# What is being asked:
In the entries below, find each line with the word "bowl" and return it.

====== Information ======

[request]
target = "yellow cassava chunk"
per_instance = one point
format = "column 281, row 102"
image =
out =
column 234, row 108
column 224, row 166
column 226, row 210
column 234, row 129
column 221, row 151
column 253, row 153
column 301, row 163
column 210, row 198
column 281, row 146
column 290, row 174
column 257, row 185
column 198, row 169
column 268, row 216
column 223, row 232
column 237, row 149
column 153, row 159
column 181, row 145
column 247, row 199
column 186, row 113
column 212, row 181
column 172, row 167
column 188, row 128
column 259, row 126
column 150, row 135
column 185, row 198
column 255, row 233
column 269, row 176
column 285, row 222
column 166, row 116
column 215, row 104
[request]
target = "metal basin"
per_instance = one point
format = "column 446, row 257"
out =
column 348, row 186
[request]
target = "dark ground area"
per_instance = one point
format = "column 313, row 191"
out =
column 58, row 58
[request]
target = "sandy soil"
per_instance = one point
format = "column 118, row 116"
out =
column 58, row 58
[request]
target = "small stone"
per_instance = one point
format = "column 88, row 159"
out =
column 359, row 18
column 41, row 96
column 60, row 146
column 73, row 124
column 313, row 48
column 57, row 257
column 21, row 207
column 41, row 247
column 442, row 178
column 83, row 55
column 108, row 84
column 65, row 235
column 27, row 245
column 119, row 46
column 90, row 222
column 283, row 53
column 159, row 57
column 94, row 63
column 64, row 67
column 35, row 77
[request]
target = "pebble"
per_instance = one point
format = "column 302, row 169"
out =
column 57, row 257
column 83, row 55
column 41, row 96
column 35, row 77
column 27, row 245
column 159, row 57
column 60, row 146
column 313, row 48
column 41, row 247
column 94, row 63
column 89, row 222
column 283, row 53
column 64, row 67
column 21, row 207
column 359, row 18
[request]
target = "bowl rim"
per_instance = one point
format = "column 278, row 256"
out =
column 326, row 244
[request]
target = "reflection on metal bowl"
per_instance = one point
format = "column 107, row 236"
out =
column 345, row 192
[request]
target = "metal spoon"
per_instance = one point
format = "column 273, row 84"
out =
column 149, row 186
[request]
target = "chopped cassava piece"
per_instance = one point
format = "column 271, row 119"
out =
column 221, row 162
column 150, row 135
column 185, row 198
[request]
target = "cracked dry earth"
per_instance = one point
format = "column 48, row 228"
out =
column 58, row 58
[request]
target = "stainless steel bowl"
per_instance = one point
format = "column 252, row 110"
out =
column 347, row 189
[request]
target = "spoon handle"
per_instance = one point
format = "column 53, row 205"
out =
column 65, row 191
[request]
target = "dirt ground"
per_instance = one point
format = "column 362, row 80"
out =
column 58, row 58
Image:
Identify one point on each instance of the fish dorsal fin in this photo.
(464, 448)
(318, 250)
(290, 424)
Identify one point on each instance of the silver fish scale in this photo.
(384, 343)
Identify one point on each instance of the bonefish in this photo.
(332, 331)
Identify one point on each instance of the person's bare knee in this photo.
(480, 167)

======

# Problem solution:
target = "bowl rim"
target = "reflection on metal bowl"
target = "stainless steel bowl"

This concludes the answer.